======== Ausgewählter Auszug ========
Es ging weiter mit War from a Harlots Mouth, die mit Full Speed Ahead tauschten, weil die "quasi-lokalen" aus Leipzig, im Stau standen. Ironie. WfaHM machen auch ziemlich schicke Musik, die wohl irgendwo zwischen Jazz und Grindcore zu verorten ist, was mir sehr gefiel. Die werd ich mir mal wieder anschauen. Full Speed Ahead, nun endlich eingetroffen, zockte danach auch gleich guten Bollo-Hardcore, der Sparte Make it count. Ist schon Berliner Bezirksnummerngeprolle lächerlich, so setzen FSA mit ihrem Song "0-four-two-seven-seven" dem ganzen die Krone auf und zeigen mit ihrer Ode an ihre Leipzig-Connewitzer Postleitzahl, warum ich sie als "Bollo" verorte. Naja, wenigstens haben sie einen Song namens "Good night white pride" am Start, der zwar textlich auch sehr dünn ist, aber doch den guten Willen zeigt.

Weiter gings mit No Turning Back, die vielleicht auch ein wenig prollig daherkommen mögen, aber die Niederländer wirken wenigstens...hm..."authentisch" wäre das erste Wort, das mir einfällt. Also sie leben Hardcore noch, mitsamt vieler der alten Ideale. Außerdem sind sie live ziemlich gut und kitzeln aus dem Durchschnittshardcore wenigstens noch das bisschen Potenzial heraus, was er her gibt. Deshalb möchte ich sie auch gar nicht schlecht reden, denn fernab meiner persönlichen Vorbehalte machen sie einfach mal Stimmung bei den Hardcore-Kids. Und das ohne Violent Dancing.

Integrity spar ich mir an dieser Stelle großteils. Viel zu wütend bin ich noch immer über die Vorfälle beim Converge-Konzert als sie während einer (einseitig provozierten) Schlägerei einfach weiter spielten ohne sich auch nur einen Dreck darum zu kümmern, was da unten vor sich ging.
Auch sonst ist nix Gutes zu denen zu sagen. Einfallsloser US-Bollo-Scheiß mit harter Metal-Kante. Von mir aus auch Metalcore. Irgendso ein eintöniger Kack halt.

Den Abschluss des Abends auf dem Open-Air-Gelände machten The Bones, die mit ihrem alkohollastigem punkigen Rock'n'Roll da ja mal so gar nicht hinpassen wollten. Waren ganz nett anzuschauen, aber nach ein paar Liedern versumpfte das Ganze auch in Eintönigkeit.

Mittlerweile war es Mitternacht und das AJZ öffnete seine Tore. Der Indoor-Anfang wurde der lokalen Band Commander Control anvertraut, die ihre Sache (wie immer) sehr gut machten. Entsprechend des "Umfelds" machen sie feinen Hochgeschwindigkeits-Old-School-Hardcore, der weder die neumodische Metalscheiße, noch die Bollokacke kennt und stattdessen mit einer wütenden Sängerin politische Inhalte und Hardcore-Lifestyle auf einer einfachen Ebene zu verbinden weiß. Gut so. Schön, dass es so etwas noch gibt.
========
Deine Aufgabe - Gib aus dem Konzertbericht den Abschnitt zwischen „Weiter gings mit“ und „ohne Violent Dancing.“, beide eingeschlossen, wortgetreu wieder.
======== Extrahierte Einträge ========
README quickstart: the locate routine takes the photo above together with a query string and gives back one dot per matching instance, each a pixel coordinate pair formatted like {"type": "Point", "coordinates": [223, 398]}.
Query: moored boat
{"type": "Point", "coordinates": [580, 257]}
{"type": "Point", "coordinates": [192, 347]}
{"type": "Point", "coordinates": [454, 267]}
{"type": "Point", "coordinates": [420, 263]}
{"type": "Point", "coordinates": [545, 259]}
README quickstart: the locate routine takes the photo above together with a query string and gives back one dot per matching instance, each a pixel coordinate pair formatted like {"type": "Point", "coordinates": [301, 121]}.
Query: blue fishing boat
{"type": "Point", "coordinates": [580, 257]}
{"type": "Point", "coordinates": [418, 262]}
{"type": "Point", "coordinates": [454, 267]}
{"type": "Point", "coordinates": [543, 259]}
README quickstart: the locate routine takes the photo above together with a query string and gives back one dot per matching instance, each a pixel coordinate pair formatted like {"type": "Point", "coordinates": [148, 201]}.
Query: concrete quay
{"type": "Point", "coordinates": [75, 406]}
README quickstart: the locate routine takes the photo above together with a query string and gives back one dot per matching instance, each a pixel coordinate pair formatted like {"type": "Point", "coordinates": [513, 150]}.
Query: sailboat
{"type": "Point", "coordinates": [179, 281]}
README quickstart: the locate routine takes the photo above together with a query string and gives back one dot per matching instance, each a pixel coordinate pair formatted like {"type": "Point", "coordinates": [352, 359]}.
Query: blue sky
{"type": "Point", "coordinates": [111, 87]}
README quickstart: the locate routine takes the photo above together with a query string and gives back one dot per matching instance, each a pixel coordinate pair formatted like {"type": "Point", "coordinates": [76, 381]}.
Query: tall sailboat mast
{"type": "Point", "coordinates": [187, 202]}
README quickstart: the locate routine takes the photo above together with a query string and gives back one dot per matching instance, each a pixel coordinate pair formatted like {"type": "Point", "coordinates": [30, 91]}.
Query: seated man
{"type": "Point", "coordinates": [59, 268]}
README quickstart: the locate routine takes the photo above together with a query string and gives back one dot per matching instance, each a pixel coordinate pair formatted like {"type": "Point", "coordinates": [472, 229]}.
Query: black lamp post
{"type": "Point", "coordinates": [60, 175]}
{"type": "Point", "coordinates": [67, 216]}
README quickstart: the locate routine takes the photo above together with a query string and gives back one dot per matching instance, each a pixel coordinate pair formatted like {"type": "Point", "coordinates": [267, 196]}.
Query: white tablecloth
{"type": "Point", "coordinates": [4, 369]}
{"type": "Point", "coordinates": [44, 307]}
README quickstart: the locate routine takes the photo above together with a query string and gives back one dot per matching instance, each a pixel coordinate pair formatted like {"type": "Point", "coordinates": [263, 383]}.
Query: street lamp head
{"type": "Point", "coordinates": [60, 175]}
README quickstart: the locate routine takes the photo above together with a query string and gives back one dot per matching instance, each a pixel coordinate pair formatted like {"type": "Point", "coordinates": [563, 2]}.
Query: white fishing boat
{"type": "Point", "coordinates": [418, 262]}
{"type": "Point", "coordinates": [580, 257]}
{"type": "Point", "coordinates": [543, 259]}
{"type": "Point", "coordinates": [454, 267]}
========
Musterlösung -
Weiter gings mit No Turning Back, die vielleicht auch ein wenig prollig daherkommen mögen, aber die Niederländer wirken wenigstens...hm..."authentisch" wäre das erste Wort, das mir einfällt. Also sie leben Hardcore noch, mitsamt vieler der alten Ideale. Außerdem sind sie live ziemlich gut und kitzeln aus dem Durchschnittshardcore wenigstens noch das bisschen Potenzial heraus, was er her gibt. Deshalb möchte ich sie auch gar nicht schlecht reden, denn fernab meiner persönlichen Vorbehalte machen sie einfach mal Stimmung bei den Hardcore-Kids. Und das ohne Violent Dancing.